Goal of the exercise | Copy all of the items below line for line, without changing anything.

(Entries from a pointing dataset)
start
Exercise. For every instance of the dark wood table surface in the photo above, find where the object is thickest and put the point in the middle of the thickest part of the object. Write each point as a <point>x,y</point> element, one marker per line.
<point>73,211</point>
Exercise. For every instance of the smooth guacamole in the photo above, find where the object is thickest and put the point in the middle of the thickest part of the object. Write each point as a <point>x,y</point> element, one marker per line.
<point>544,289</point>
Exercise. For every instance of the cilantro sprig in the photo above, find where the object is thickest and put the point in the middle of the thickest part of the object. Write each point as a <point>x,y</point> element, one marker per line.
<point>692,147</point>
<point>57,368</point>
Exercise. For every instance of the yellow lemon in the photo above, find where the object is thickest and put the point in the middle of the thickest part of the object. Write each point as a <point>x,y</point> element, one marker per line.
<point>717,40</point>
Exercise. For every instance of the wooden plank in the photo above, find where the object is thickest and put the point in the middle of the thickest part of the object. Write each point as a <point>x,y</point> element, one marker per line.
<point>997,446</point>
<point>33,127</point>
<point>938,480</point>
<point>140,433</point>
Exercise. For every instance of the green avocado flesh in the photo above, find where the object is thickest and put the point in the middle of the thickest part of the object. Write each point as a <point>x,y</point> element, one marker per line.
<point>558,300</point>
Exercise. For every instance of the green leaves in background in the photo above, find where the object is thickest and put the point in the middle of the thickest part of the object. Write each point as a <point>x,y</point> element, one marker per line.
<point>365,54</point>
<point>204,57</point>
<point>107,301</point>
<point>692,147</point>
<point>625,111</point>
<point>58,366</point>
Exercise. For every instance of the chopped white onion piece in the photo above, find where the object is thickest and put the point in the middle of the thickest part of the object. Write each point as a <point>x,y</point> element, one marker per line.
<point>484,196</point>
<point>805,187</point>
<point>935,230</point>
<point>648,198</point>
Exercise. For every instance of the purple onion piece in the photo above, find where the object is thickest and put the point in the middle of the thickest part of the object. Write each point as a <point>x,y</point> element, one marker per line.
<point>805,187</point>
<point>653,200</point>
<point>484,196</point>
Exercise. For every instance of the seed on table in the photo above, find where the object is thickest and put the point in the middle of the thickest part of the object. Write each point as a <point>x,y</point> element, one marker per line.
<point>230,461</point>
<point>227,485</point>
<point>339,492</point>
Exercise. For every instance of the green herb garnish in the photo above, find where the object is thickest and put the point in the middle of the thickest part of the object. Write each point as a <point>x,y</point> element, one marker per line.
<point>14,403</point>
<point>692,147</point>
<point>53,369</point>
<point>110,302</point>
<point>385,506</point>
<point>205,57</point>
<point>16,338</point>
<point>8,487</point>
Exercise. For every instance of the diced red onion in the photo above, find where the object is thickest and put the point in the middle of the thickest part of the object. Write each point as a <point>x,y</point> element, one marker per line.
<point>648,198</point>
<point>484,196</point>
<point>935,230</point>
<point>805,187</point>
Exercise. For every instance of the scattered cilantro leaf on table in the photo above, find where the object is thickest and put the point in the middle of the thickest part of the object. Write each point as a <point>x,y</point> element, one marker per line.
end
Solution below |
Exercise. For every instance of the dark wood table surface in the photo above, find where the object is thickest and put the point in the middle of the thickest part of the object. Write each point as a <point>x,y</point> element, one marker per line.
<point>73,211</point>
Exercise. For every instance of the smooth guacamole in the photo above, find where the object is thickest and put the point in the middle of the thickest part of the object. Write each point as a <point>x,y</point> element, one marker per line.
<point>544,289</point>
Exercise. For every instance of the cilantro sprig in the photo above, find where the object is thickest and put the point in the middle of the thickest part of the object. Write each point as a <point>x,y</point> element, one marker per line.
<point>692,147</point>
<point>57,368</point>
Exercise. For every instance of the yellow lemon in the photo above, find where the object is thickest and put the point in the middle of the thickest part of the object. Write each point as a <point>x,y</point> element, one marker per line.
<point>717,40</point>
Exercise. For every instance of the wooden plank in the photo above, find where the object is thickest and put the point in the middle of the thickest part of the object. Write each point as a <point>x,y</point> element, one marker per line.
<point>997,446</point>
<point>33,127</point>
<point>938,480</point>
<point>140,433</point>
Exercise. For every instance of the green avocado flesh in the photo above, find where the object is thickest and put the point in the middle of the thickest part of the object. Write each point as a <point>x,y</point> element, one marker per line.
<point>558,300</point>
Exercise. For every instance of the green leaves in background in the photo above, find where the object is thickest and put the point in the middle of the thickest part of the object. Write each point as a <point>x,y</point> element, one marker per line.
<point>365,54</point>
<point>204,57</point>
<point>107,301</point>
<point>692,147</point>
<point>625,111</point>
<point>58,366</point>
Exercise. For every instance of the chopped white onion piece in the photo above, find where the object is thickest and put the point in the middle of the thickest part of the object. Write each point as a <point>x,y</point> element, one marker per line.
<point>484,196</point>
<point>805,187</point>
<point>935,230</point>
<point>648,198</point>
Exercise. For every instance of the purple onion piece in the photo above, find where the object is thickest and put the point in the middle of the thickest part of the object. Write each point as a <point>x,y</point> element, one marker per line.
<point>805,187</point>
<point>653,200</point>
<point>484,196</point>
Exercise. For every instance of the seed on table in the photo above, find where the object is thickest and put the point in the middle of the thickest part of the object. Write each point as a <point>x,y</point> element, one marker per line.
<point>230,461</point>
<point>227,485</point>
<point>339,492</point>
Exercise. For every instance of the green herb garnish in the photo above, find where the object is thickest and put the point in the middle of the thickest part of the object. Write each point as a <point>x,y</point> element, one marker per line.
<point>14,403</point>
<point>692,147</point>
<point>53,369</point>
<point>110,302</point>
<point>385,506</point>
<point>205,57</point>
<point>16,338</point>
<point>8,487</point>
Exercise. For every instance of the diced red onion in the photo above, find where the object is thickest and put the point in the middle of the thickest part of the object. Write each point as a <point>x,y</point> element, one marker per line.
<point>648,198</point>
<point>484,196</point>
<point>935,230</point>
<point>805,187</point>
Exercise. For every instance of the scattered cilantro leaf on table in the photo above, find where the object is thickest and put the point in the middle of the thickest part of the object. Write each point as a <point>x,y</point> element, one marker per line.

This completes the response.